* Excerpted text:
Search code examples
sqlpostgresqljoinself-joinsql-function

Self joining a table n times


I'm trying to find a biological "find core genome of a given set of organisms" problem. Essentially, given a list of organisms, find all genes that are common to them. To abstract away biology, you can think of find all colours that are favourite amongst a list of people (one person can have multiple favourite colours).

Database table would look like:

name | fav_colour
john | red
john | blue
john | green
jason | red
jason | blue
matt | red
matt | teal

User can specify a set of names like [john, jason] to get out [red, blue], or [john] to get [red, blue, green], or [john, jason, matt] to get [red].

I'm trying to solve this by doing n number of self joins where n is the number of names supplied.

Is there any way for me to do n number of self joins of tables to solve this problem for any number of names supplied? I tried to look for a way to do this via Postgres functions but can't figure out the n number of self joins part... any help or pointers towards the correct direction would be appreciated.

And no, unfortunately I can't change the schema to do these type of queries easier.


Solution

  • I don't think you need self-joins for this. You can use aggregation and a HAVING clause:

    with t(name, fav_colour) as (
          values ('john', 'red'),
                 ('john', 'blue'),
                 ('john', 'green'),
                 ('jason', 'red'),
                 ('jason', 'blue'),
                 ('matt', 'red'),
                 ('matt', 'teal')
         )
    select fav_colour
    from t
    where name in ('john', 'jason')
    group by fav_colour
    having count(*) = 2;
    

    The value "2" is the number of names in the list. Changing the IN list and the count are the only changes you need.

* Records:

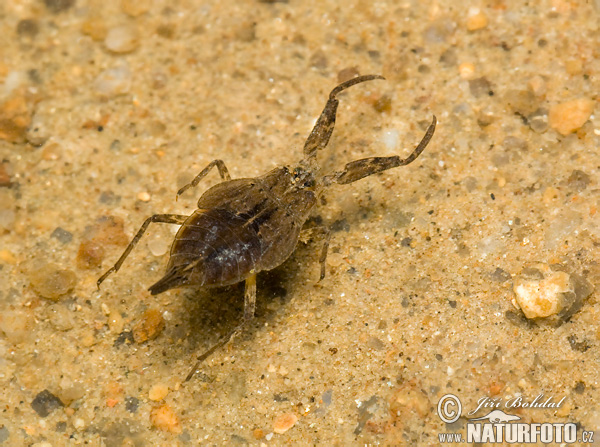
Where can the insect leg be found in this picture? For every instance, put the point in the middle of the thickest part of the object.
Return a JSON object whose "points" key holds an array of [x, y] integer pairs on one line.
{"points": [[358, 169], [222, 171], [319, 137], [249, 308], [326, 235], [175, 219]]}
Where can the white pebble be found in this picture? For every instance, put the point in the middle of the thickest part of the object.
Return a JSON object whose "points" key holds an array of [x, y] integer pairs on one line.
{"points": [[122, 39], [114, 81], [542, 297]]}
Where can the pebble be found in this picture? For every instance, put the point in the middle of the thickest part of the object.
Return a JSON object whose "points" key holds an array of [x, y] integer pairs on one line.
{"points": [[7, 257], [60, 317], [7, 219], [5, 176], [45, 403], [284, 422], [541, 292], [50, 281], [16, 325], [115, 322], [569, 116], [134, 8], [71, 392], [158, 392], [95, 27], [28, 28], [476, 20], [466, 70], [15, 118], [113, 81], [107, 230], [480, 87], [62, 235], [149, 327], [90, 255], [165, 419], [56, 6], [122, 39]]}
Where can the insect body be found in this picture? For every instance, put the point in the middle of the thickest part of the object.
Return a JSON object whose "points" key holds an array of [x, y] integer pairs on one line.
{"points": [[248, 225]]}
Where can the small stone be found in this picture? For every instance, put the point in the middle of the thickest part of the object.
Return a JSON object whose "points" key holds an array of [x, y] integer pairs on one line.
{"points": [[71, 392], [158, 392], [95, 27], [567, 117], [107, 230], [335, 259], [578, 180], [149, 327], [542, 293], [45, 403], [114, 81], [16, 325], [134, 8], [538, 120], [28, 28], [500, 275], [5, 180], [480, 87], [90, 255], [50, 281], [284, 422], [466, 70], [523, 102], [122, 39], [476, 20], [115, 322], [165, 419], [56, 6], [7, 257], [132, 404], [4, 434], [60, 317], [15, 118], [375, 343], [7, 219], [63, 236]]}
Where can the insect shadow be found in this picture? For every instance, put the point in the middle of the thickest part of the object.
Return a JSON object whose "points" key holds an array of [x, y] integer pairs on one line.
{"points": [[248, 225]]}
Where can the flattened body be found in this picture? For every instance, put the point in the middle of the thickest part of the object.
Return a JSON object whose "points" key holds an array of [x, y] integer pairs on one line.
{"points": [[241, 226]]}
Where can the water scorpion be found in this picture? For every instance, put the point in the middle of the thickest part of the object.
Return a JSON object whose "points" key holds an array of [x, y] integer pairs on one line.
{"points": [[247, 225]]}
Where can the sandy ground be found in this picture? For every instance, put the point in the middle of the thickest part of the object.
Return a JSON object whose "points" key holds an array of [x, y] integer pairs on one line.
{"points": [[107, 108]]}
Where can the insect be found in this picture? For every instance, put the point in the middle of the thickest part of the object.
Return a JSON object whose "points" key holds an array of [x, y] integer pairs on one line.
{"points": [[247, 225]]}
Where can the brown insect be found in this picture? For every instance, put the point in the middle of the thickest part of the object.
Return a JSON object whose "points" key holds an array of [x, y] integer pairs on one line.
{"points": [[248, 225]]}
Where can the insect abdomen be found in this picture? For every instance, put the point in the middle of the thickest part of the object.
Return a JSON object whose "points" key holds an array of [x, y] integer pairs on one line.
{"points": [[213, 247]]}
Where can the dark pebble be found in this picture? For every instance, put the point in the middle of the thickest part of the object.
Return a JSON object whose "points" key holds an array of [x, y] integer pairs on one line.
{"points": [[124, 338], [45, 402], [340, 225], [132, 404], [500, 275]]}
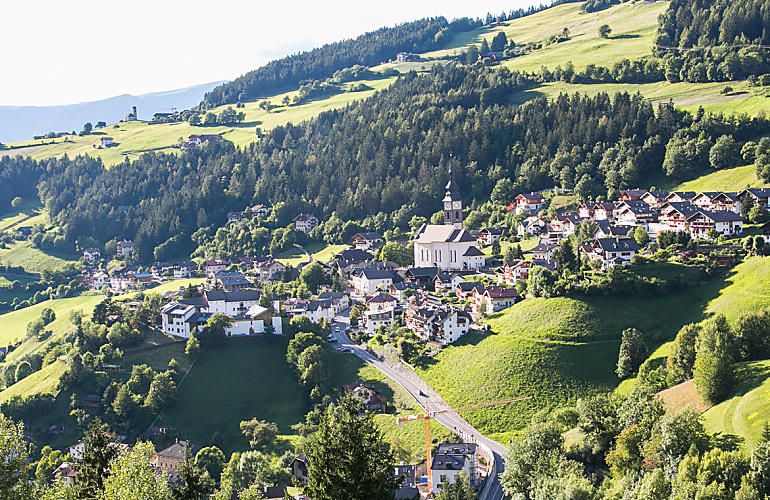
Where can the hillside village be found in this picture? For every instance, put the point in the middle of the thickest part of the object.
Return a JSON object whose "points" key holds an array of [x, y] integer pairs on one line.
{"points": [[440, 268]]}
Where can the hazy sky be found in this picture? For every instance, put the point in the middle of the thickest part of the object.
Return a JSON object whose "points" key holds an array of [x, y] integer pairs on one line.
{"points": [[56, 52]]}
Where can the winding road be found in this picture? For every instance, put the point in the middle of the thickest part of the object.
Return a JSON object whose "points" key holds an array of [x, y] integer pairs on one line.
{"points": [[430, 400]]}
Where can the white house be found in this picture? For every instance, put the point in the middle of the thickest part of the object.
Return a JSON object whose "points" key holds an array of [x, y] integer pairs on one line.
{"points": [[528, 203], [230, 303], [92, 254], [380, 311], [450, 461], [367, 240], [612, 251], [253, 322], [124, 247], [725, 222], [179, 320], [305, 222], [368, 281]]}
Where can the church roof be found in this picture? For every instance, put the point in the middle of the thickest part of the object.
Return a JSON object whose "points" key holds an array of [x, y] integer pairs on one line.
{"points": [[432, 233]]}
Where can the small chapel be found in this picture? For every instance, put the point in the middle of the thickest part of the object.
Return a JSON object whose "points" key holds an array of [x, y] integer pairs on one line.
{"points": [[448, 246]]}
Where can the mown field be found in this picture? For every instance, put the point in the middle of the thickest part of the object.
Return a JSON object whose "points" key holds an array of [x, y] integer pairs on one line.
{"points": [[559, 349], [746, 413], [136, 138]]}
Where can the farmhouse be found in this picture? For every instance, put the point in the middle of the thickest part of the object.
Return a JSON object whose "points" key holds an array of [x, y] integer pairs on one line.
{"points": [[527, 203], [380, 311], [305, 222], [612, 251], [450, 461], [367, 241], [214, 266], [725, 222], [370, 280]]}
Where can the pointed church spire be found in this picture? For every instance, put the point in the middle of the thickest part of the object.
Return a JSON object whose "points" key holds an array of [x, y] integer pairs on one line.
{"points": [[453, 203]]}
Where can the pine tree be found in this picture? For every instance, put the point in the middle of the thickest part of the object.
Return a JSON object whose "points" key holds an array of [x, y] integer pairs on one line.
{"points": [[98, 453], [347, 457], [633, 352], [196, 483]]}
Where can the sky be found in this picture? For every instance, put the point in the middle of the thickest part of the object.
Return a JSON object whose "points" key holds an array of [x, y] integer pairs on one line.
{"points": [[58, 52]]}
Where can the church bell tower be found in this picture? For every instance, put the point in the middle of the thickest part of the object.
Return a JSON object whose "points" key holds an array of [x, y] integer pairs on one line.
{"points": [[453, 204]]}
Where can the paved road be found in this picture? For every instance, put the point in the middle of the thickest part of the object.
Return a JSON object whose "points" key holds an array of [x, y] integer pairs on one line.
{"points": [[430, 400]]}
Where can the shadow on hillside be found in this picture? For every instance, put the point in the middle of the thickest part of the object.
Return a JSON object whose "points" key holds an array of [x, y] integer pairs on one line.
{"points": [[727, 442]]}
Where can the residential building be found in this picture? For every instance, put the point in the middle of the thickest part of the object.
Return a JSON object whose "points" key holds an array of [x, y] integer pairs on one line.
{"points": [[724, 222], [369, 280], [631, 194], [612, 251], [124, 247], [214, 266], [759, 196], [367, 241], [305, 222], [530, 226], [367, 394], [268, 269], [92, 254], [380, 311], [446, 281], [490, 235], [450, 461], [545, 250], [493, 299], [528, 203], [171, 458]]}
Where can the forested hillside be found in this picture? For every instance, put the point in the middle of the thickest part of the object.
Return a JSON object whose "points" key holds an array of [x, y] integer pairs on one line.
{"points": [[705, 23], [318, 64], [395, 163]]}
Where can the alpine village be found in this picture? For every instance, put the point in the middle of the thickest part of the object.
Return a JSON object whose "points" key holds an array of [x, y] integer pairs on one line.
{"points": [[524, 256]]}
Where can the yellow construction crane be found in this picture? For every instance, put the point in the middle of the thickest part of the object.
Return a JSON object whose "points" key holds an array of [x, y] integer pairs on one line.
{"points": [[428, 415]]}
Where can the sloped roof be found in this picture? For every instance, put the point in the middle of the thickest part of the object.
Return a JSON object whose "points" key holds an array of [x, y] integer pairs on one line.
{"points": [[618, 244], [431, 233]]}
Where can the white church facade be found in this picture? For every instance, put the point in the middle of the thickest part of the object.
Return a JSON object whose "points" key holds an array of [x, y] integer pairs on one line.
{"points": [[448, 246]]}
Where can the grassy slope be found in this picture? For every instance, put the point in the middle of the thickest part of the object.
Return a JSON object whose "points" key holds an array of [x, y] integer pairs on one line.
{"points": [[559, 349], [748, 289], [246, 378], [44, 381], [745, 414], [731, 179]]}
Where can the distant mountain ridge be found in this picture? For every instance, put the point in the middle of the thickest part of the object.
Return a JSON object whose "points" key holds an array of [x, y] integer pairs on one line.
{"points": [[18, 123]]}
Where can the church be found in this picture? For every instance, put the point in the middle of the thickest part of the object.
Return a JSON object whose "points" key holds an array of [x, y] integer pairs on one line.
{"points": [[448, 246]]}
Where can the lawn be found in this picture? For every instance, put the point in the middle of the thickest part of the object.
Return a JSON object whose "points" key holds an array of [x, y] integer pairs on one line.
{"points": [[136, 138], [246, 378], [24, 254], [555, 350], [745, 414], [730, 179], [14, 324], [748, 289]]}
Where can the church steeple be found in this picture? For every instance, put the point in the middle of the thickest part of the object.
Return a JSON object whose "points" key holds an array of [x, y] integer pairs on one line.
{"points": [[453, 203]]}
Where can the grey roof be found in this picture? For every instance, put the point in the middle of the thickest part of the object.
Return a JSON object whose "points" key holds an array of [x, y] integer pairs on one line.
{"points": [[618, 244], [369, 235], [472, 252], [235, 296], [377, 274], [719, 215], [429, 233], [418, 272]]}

* Work task A: Reproduce the part of the self-join thread between "group by fav_colour" and "changes you need.", inclusive.
* Work task B: Translate this sentence from the self-join thread into Spanish: "I don't think you need self-joins for this."
* Work task C: In the self-join thread, why does the query's HAVING clause compare the count to 2? Also state what must change to run it for a different set of names.

* Result A:
group by fav_colour
    having count(*) = 2;
    

    The value "2" is the number of names in the list. Changing the IN list and the count are the only changes you need.

* Result B: No creo que necesites autouniones para esto.

* Result C: The 2 is the number of names in the list, here 'john' and 'jason'. To use a different set of names, only the IN list and that count need to change.